§ Stated problem
Return the passage of the IELTS writing lesson below from "If so, you can" to "you do first?", copied word for word.

Welcome to Oxford Online English!
In this lesson, you can learn how to answer IELTS academic writing task one questions.
In task one of the academic IELTS writing exam, you have to summarise and describe the
information given to you in some kind of chart.
You might have to summarise and describe a pie chart, a line graph, a bar chart, a table,
a diagram, or even a map.
Are you watching on YouTube?
If so, you can find a link to our website in the video description.
The lesson page on our website includes the task as well as a model answer.
We recommend watching the video on our website so you can refer to the task and the model
answer while you watch.
One more thing: do you want to watch this video with subtitles?
You can!
Just click the 'CC' button in the bottom right of your video player.
In this lesson, you'll see a sample IELTS academic writing task 1 question.
You can learn how to approach these questions and write your own answer.
You'll also see some useful tips to help you improve your IELTS writing score.
Let's start by looking at our sample question: So, what should you do first?
With all IELTS writing, you need to organise your ideas before you start.
For a chart such as this one, think about how to connect the data.
Often, IELTS academic task one questions contain lots of data.
Many students try to present every piece of information, like a big list, but this is
a mistake.
Do you know why?
If you do this, your writing will probably be too long and repetitive.
You also won't have much progression in your writing, which is needed for C&C scores
of six or higher.
So, you need to connect and group the data, but how?
There's no general rule here, but here's a good starting point: look for *similarities*
and *contrasts*.
In this question, you should look for similarities and contrasts both within each chart, and
between the two charts.
Think about it now.
Look at the charts, and try to find similarities and contrasts in the data.
You can see the full-sized chart on the webpage for this lesson.
Don't forget: if you're watching on YouTube, there's a link in the video description.
Pause the video, and do it now!
Ready?
Here are some ideas.
In the first chart, the proportions for 'living with flatmates' and 'living with parents'
are similar, and they're much larger than the other two segments, which are similar
to each other.
In the second chart, the proportions for 'living with flatmates' and 'living alone' are
similar.
'Living with a partner or spouse' is much larger than all the other groups.
Between the two charts, the proportions for 'living alone' are very similar.
The other segments are all quite different, especially 'living with a partner or spouse'.
Did you get these ideas, or did you have different ideas for similarities and contrasts?
There's more than one way to do this.
But, you should think about this point before you start writing.
Try to make connections in your head, and put the data you're given into groups.
This will help you to link the data when you write, which is necessary for higher scores.

§ Dataset content

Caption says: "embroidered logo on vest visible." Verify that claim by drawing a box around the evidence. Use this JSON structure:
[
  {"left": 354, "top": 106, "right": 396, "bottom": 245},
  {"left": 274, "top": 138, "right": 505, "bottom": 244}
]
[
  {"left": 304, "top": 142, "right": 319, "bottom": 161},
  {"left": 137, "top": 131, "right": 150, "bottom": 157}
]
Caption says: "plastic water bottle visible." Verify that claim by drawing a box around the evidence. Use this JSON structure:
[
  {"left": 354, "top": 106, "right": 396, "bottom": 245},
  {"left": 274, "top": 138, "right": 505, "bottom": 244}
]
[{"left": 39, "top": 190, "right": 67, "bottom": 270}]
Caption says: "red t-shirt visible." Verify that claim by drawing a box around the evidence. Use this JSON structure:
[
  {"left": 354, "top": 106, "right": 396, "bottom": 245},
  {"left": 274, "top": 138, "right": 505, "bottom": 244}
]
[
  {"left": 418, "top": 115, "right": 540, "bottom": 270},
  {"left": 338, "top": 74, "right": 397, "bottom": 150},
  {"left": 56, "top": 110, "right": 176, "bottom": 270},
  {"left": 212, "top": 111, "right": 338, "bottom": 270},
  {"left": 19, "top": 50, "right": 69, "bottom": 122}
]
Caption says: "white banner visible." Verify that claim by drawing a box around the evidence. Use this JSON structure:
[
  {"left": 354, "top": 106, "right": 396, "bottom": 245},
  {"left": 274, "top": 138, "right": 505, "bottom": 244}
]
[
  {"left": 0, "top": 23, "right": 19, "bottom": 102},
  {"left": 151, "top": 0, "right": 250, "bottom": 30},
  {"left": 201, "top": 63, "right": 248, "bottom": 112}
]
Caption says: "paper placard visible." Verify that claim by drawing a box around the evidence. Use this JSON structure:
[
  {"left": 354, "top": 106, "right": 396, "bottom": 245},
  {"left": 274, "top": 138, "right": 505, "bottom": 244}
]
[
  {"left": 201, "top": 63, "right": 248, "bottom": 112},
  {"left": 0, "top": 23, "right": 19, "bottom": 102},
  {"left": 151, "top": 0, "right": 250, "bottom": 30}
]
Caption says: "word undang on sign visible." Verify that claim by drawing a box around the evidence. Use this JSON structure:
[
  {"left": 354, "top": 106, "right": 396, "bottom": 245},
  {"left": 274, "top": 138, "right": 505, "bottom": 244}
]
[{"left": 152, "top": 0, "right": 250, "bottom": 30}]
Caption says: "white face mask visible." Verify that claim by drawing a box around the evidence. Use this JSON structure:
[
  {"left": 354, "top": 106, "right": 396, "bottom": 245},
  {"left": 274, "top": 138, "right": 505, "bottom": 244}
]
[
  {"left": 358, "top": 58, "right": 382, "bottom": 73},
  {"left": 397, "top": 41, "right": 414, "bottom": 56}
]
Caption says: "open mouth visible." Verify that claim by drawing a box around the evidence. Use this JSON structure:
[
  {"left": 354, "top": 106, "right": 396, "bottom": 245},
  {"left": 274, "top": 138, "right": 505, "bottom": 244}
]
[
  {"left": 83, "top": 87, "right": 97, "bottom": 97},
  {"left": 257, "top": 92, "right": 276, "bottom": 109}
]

§ Task solution
If so, you can find a link to our website in the video description.
The lesson page on our website includes the task as well as a model answer.
We recommend watching the video on our website so you can refer to the task and the model
answer while you watch.
One more thing: do you want to watch this video with subtitles?
You can!
Just click the 'CC' button in the bottom right of your video player.
In this lesson, you'll see a sample IELTS academic writing task 1 question.
You can learn how to approach these questions and write your own answer.
You'll also see some useful tips to help you improve your IELTS writing score.
Let's start by looking at our sample question: So, what should you do first?